--- RECORDS SUPPLIED ---
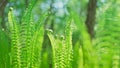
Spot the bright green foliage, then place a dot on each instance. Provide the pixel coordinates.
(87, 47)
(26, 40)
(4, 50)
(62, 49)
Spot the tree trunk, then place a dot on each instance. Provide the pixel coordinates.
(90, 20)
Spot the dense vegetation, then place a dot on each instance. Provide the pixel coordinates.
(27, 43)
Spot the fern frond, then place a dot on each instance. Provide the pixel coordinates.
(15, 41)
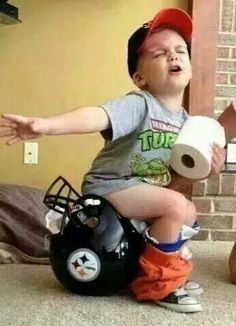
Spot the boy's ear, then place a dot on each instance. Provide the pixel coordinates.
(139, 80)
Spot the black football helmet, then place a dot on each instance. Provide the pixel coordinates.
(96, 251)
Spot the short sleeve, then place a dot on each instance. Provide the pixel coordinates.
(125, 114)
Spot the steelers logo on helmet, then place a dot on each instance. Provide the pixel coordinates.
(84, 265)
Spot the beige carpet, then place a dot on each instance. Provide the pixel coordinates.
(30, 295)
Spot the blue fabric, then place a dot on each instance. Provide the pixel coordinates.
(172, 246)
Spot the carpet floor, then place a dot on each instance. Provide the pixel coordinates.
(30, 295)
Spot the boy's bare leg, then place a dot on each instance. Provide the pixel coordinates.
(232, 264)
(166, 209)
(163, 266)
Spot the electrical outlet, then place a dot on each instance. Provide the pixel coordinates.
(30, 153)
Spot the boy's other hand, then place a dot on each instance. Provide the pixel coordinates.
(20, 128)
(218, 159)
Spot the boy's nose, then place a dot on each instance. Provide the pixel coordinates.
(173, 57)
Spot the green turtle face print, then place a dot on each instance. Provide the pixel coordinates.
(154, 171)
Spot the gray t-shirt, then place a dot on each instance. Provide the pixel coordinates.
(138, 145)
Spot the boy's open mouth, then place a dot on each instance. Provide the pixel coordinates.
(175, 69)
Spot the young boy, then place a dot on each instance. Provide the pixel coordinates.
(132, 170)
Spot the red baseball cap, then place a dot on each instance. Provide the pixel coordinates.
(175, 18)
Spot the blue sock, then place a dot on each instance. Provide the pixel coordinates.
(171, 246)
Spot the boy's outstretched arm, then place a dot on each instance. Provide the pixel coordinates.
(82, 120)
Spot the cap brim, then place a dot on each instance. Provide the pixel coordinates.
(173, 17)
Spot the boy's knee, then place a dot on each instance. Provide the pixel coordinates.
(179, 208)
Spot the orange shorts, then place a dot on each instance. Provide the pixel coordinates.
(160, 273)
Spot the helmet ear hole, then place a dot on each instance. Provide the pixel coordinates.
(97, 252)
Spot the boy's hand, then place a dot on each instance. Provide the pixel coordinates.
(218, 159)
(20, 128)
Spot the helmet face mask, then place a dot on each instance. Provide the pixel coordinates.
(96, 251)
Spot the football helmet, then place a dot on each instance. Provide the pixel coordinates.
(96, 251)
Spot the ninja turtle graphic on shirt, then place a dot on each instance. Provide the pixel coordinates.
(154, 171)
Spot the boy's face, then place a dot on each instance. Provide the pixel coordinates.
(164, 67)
---
--- RECORDS SUPPLIED ---
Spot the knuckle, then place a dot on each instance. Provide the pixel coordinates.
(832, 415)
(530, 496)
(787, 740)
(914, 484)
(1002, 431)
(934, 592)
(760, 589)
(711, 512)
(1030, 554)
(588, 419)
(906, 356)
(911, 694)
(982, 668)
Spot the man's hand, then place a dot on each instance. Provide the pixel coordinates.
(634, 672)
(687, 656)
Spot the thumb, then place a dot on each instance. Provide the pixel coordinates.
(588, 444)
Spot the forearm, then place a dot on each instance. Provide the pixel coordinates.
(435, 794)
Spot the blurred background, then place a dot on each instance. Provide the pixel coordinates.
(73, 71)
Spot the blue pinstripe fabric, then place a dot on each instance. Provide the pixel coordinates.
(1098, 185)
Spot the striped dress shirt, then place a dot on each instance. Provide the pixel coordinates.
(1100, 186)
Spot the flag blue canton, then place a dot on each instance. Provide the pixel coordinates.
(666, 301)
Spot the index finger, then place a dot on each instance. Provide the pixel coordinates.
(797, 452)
---
--- RECORDS SUPPLIED ---
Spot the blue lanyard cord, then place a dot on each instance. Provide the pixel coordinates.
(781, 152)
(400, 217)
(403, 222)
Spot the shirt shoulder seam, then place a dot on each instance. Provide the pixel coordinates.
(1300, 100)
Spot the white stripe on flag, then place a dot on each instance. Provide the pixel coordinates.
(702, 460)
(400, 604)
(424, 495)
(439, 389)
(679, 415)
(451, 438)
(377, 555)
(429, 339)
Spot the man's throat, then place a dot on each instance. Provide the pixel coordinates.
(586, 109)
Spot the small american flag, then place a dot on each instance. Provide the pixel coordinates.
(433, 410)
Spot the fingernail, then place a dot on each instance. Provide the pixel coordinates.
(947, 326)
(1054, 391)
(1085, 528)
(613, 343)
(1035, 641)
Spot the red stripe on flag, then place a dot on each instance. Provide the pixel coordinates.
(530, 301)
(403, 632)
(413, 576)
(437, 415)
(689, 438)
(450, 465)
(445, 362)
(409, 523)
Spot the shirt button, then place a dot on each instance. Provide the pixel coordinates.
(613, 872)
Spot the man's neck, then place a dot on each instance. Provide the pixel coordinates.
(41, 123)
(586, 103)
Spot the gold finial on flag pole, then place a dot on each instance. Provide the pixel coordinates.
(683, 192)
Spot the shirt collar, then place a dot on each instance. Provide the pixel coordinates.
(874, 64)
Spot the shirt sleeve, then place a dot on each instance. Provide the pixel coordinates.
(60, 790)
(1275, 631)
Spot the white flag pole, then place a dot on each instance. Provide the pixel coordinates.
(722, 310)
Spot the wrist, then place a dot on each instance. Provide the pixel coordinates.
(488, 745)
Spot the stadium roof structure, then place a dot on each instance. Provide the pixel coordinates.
---
#### WHAT YOU NEED TO DO:
Looking at the data above, return every line from the one with "Spot the shirt collar, then" down to the one with "Spot the stadium", exactly and inclusively.

#### EXPECTED OUTPUT:
Spot the shirt collar, then place a dot on each instance. Provide the pixel coordinates.
(874, 64)
Spot the shirt sleeve, then place a dot on each instance. Provide the pixel coordinates.
(60, 790)
(1275, 631)
Spot the white flag pole, then place a dot on each instance. Provide the pixel coordinates.
(722, 310)
Spot the wrist, then place a dot on each instance. Provide the pixel coordinates.
(488, 745)
Spot the stadium roof structure, then place a dot on each instance. Provide the pixel coordinates.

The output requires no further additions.